Este pueblo, que se manifiesta cantando, es el brazo más fuerte de adherentes a la Sexta Declaración de la Selva Lacandona. Aun cuando no todos sus integrantes se adscriben zapatistas, se solidarizan con el EZLN cuando saben que es necesario. El Pueblo Creyente se abre de improviso a nuevas organizaciones, a nuevas posibilidades, a nuevos membretes. Es parte de su plástica, de su inventiva... Puede mimetizarse con el EZLN o proponer una nueva organización, llamada Modevite; y si hay que ampliar horizontes, puede unirse a otras fuerzas para volverse Zodevite o negociar con más grupos para actuar como Luz y Fuerza del Pueblo (que exige a la Comisión Federal de Electricidad cobros justos por uso de energía).
Cuando decidió oponerse al despojo territorial, agrupado en el Movimiento en Defensa de la Vida y el Territorio (Modevite), logró parar la construcción de la autopista San Cristóbal de Las Casas-Palenque. Es también el pueblo que logró expulsar a la minera Blackfire Exploration Ltd. de Chicomuselo; que pudo organizar a distintos sectores del norte de Chiapas y del sur de Tabasco en el Movimiento Zoque en Defensa de la Vida y el Territorio (Zodevite), el mismo que se planteó parar el avance de la ronda petrolera 2.2 de extracción de hidrocarburos. ¡Y lo logró!

» **Problema a resolver**
Transcribe sin cambios el fragmento del texto sobre el Pueblo Creyente que empieza con "Este pueblo, que" y continúa hasta "uso de energía).".

» **Información proporcionada**
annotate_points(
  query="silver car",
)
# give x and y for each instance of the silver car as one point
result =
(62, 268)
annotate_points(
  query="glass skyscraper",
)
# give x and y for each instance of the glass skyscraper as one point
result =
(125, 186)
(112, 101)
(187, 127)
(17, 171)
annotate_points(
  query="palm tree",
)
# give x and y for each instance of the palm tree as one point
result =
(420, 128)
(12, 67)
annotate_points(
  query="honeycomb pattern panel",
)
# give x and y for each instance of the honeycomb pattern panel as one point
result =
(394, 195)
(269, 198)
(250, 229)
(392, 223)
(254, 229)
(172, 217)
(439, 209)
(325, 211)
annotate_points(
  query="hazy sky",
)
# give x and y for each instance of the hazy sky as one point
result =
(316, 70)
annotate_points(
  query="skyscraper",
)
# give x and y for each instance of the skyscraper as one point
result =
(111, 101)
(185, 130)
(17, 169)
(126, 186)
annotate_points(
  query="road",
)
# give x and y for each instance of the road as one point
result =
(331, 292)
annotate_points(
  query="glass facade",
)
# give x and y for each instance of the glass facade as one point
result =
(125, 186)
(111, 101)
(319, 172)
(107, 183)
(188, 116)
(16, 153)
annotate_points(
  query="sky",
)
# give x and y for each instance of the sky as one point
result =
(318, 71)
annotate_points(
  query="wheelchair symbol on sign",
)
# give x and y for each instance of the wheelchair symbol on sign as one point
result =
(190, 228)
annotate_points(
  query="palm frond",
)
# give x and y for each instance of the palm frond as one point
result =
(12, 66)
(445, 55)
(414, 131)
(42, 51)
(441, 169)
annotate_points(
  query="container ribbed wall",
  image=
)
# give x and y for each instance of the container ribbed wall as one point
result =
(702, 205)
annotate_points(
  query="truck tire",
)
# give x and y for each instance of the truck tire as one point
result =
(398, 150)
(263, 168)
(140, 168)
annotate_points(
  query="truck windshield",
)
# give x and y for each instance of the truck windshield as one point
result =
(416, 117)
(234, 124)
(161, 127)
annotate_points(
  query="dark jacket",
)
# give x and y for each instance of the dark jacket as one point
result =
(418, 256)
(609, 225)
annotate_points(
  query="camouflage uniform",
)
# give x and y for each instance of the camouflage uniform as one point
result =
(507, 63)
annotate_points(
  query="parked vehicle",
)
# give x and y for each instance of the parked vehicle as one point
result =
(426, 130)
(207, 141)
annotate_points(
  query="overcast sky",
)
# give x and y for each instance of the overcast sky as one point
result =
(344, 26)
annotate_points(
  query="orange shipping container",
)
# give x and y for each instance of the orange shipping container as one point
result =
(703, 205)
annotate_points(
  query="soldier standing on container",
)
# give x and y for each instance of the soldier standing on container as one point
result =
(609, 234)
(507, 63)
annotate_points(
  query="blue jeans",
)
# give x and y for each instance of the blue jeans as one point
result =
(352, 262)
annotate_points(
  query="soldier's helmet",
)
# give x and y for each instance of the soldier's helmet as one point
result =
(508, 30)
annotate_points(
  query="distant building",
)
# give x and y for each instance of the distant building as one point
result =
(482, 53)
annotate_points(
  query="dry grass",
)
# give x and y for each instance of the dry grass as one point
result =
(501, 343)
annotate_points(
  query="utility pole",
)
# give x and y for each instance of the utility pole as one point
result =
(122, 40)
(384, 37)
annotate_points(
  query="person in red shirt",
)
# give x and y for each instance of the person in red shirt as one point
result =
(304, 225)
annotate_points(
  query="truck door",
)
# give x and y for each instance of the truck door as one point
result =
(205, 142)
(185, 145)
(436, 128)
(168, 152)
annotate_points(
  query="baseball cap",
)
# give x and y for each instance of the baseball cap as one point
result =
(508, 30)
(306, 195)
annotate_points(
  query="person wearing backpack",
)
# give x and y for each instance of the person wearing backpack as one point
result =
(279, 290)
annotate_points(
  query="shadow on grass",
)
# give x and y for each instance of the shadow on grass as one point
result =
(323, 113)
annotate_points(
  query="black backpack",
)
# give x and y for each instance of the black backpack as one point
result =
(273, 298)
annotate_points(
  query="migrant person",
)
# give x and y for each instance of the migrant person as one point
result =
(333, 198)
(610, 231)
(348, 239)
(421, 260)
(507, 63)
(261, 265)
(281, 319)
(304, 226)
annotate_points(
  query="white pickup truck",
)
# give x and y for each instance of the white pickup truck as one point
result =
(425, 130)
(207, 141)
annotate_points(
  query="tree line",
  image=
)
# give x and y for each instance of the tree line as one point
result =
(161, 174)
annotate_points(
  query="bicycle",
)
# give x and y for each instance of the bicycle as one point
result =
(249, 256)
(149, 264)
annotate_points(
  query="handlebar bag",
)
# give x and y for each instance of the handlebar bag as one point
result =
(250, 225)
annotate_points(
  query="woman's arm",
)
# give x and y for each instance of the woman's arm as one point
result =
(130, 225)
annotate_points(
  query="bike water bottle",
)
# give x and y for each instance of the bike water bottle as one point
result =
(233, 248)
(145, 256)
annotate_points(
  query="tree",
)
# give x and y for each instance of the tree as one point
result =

» **Respuesta escrita**
Este pueblo, que se manifiesta cantando, es el brazo más fuerte de adherentes a la Sexta Declaración de la Selva Lacandona. Aun cuando no todos sus integrantes se adscriben zapatistas, se solidarizan con el EZLN cuando saben que es necesario. El Pueblo Creyente se abre de improviso a nuevas organizaciones, a nuevas posibilidades, a nuevos membretes. Es parte de su plástica, de su inventiva... Puede mimetizarse con el EZLN o proponer una nueva organización, llamada Modevite; y si hay que ampliar horizontes, puede unirse a otras fuerzas para volverse Zodevite o negociar con más grupos para actuar como Luz y Fuerza del Pueblo (que exige a la Comisión Federal de Electricidad cobros justos por uso de energía).